WORK TO COMPLETE: How many lines in the rows below contain the string "cloud", matching case exactly? Reply with the number alone.

DATA FOR THIS TASK:
────────
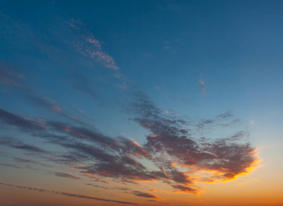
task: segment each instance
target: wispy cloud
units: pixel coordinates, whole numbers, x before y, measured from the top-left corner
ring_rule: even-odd
[[[55,172],[54,174],[58,176],[73,179],[80,179],[78,176],[74,176],[70,174],[65,173],[65,172]]]
[[[87,195],[69,193],[69,192],[58,192],[58,191],[55,191],[55,190],[40,189],[40,188],[32,187],[15,185],[12,185],[12,184],[6,184],[3,183],[0,183],[0,185],[10,186],[10,187],[18,187],[18,188],[21,188],[21,189],[25,189],[28,190],[54,193],[54,194],[57,194],[60,195],[64,195],[64,196],[67,196],[70,197],[76,197],[76,198],[84,198],[84,199],[89,199],[89,200],[104,201],[104,202],[111,202],[111,203],[115,203],[123,204],[123,205],[142,205],[139,204],[133,203],[130,202],[119,201],[111,200],[111,199],[104,199],[104,198],[97,198],[97,197],[94,197],[91,196],[87,196]]]

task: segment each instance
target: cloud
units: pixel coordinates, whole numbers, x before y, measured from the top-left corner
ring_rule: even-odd
[[[40,130],[44,128],[44,122],[41,120],[25,118],[0,108],[0,119],[2,124],[15,126],[25,130]],[[1,124],[0,124],[1,125]]]
[[[197,193],[198,190],[194,188],[190,187],[183,186],[181,185],[172,185],[172,187],[176,190],[176,192],[190,192],[190,193]]]
[[[27,133],[32,131],[35,137],[65,148],[67,152],[54,153],[56,154],[49,155],[49,159],[67,164],[80,163],[82,166],[74,168],[85,175],[124,183],[162,181],[177,192],[195,194],[200,191],[199,182],[234,179],[249,172],[258,161],[255,148],[248,142],[243,142],[249,136],[247,131],[216,139],[192,137],[198,131],[202,134],[203,130],[212,126],[221,126],[223,121],[234,117],[231,113],[195,122],[168,116],[141,92],[133,95],[129,109],[136,115],[131,119],[150,133],[143,146],[123,137],[112,138],[95,129],[70,124],[43,119],[43,126],[32,118],[23,118],[3,110],[0,111],[3,114],[0,113],[0,120],[9,126]],[[40,151],[39,148],[25,145],[4,143],[18,149]],[[139,159],[153,162],[158,170],[147,168]],[[209,172],[199,178],[200,172]],[[59,176],[72,178],[65,173]],[[146,196],[137,192],[135,194]]]
[[[49,153],[49,152],[43,150],[38,147],[25,144],[19,139],[6,135],[0,135],[0,144],[10,146],[15,149],[25,150],[29,152],[33,152],[36,153]]]
[[[6,164],[6,163],[0,163],[0,165],[6,166],[6,167],[11,167],[16,169],[22,169],[23,168],[19,167],[17,165],[13,164]]]
[[[93,35],[83,28],[80,21],[71,19],[69,24],[79,34],[73,40],[73,46],[76,50],[87,58],[98,62],[106,68],[111,69],[116,77],[120,78],[120,68],[117,66],[113,57],[103,51],[102,44]]]
[[[39,188],[32,187],[14,185],[6,184],[6,183],[0,183],[0,185],[10,186],[10,187],[18,187],[18,188],[26,189],[26,190],[34,190],[34,191],[38,191],[38,192],[49,192],[49,193],[54,193],[54,194],[67,196],[70,196],[70,197],[76,197],[76,198],[89,199],[89,200],[93,200],[93,201],[111,202],[111,203],[115,203],[123,204],[123,205],[139,205],[139,204],[133,203],[130,203],[130,202],[124,202],[124,201],[115,201],[115,200],[100,198],[97,198],[97,197],[94,197],[94,196],[86,196],[86,195],[82,195],[82,194],[78,194],[69,193],[69,192],[58,192],[58,191],[54,191],[54,190],[39,189]]]
[[[142,196],[142,197],[148,198],[158,198],[157,196],[152,194],[147,193],[147,192],[142,192],[140,191],[135,190],[135,191],[133,191],[131,193],[137,196]]]
[[[65,173],[65,172],[55,172],[54,174],[58,176],[65,177],[65,178],[73,179],[80,179],[78,176],[73,176],[70,174]]]

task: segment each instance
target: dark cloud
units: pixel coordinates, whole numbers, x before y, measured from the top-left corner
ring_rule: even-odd
[[[38,192],[47,192],[54,193],[54,194],[61,194],[61,195],[71,196],[71,197],[76,197],[76,198],[85,198],[85,199],[93,200],[93,201],[111,202],[111,203],[115,203],[124,204],[124,205],[139,205],[139,204],[133,203],[129,203],[129,202],[124,202],[124,201],[119,201],[110,200],[110,199],[100,198],[96,198],[96,197],[93,197],[93,196],[86,196],[86,195],[82,195],[82,194],[73,194],[73,193],[64,192],[58,192],[58,191],[54,191],[54,190],[48,190],[39,189],[39,188],[32,187],[14,185],[6,184],[6,183],[0,183],[0,185],[10,186],[10,187],[15,187],[21,188],[21,189],[26,189],[26,190],[34,190],[34,191],[38,191]]]
[[[197,138],[198,130],[212,125],[221,126],[221,121],[233,117],[231,113],[212,119],[189,121],[166,115],[144,93],[136,93],[133,97],[129,109],[135,111],[137,117],[132,120],[150,133],[143,146],[124,137],[110,137],[95,129],[46,119],[39,122],[3,110],[0,111],[0,119],[4,125],[32,132],[34,137],[63,147],[67,152],[55,152],[49,159],[67,164],[79,163],[82,166],[76,168],[91,178],[100,176],[124,183],[161,180],[177,191],[196,193],[199,191],[196,186],[197,181],[233,179],[247,172],[256,161],[254,148],[242,141],[249,135],[245,131],[218,139],[206,139],[203,135]],[[5,144],[18,149],[41,151],[27,145]],[[149,170],[139,158],[152,161],[159,169]],[[197,179],[194,172],[198,171],[220,174],[207,174]],[[61,174],[58,176],[71,178],[68,174]]]
[[[16,169],[22,169],[23,168],[19,167],[17,165],[13,164],[7,164],[7,163],[0,163],[0,165],[6,166],[6,167],[11,167]]]
[[[19,150],[25,150],[30,152],[48,154],[49,152],[43,150],[38,147],[34,146],[30,144],[23,143],[19,139],[9,137],[9,136],[0,136],[0,144],[10,146],[11,148]]]
[[[158,198],[157,196],[147,192],[142,192],[140,191],[133,191],[131,193],[137,196],[142,196],[148,198]]]
[[[65,173],[65,172],[55,172],[54,174],[56,176],[61,176],[61,177],[65,177],[65,178],[69,178],[69,179],[80,179],[79,177],[76,176],[73,176],[70,174]]]
[[[90,185],[90,186],[93,186],[95,187],[98,187],[98,188],[102,188],[102,189],[104,189],[104,190],[109,190],[110,188],[108,187],[102,187],[102,186],[100,186],[100,185],[93,185],[93,184],[91,184],[91,183],[87,183],[87,185]]]
[[[25,118],[0,108],[0,125],[8,124],[15,128],[36,131],[44,128],[44,122],[30,118]]]

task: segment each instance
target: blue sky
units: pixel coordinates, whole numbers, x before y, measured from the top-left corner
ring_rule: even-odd
[[[205,179],[233,180],[251,167],[258,169],[246,179],[238,178],[237,184],[282,185],[282,178],[267,177],[283,169],[282,1],[1,4],[3,190],[26,185],[87,195],[87,174],[99,176],[95,190],[104,190],[105,199],[116,195],[121,201],[124,195],[137,203],[135,196],[155,198],[150,205],[185,205],[182,201],[192,196],[194,205],[202,205],[198,198],[207,205],[212,193],[204,189]],[[126,174],[126,168],[112,171],[109,158],[135,166],[131,171],[137,176]],[[16,178],[19,171],[23,176]],[[69,182],[62,184],[73,186],[60,190],[36,183],[47,176],[50,182],[65,178]],[[117,189],[122,186],[115,179],[128,181],[131,192]],[[159,188],[158,194],[148,193],[151,183],[133,185],[146,180],[159,184],[152,189]],[[110,190],[103,181],[118,186]],[[127,192],[119,196],[115,190]],[[277,205],[282,203],[274,190],[272,205]],[[177,203],[175,192],[189,196],[178,196],[182,201]],[[245,193],[238,192],[236,196]],[[27,204],[38,201],[30,198]]]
────────
OUTPUT OF THE EXERCISE: 3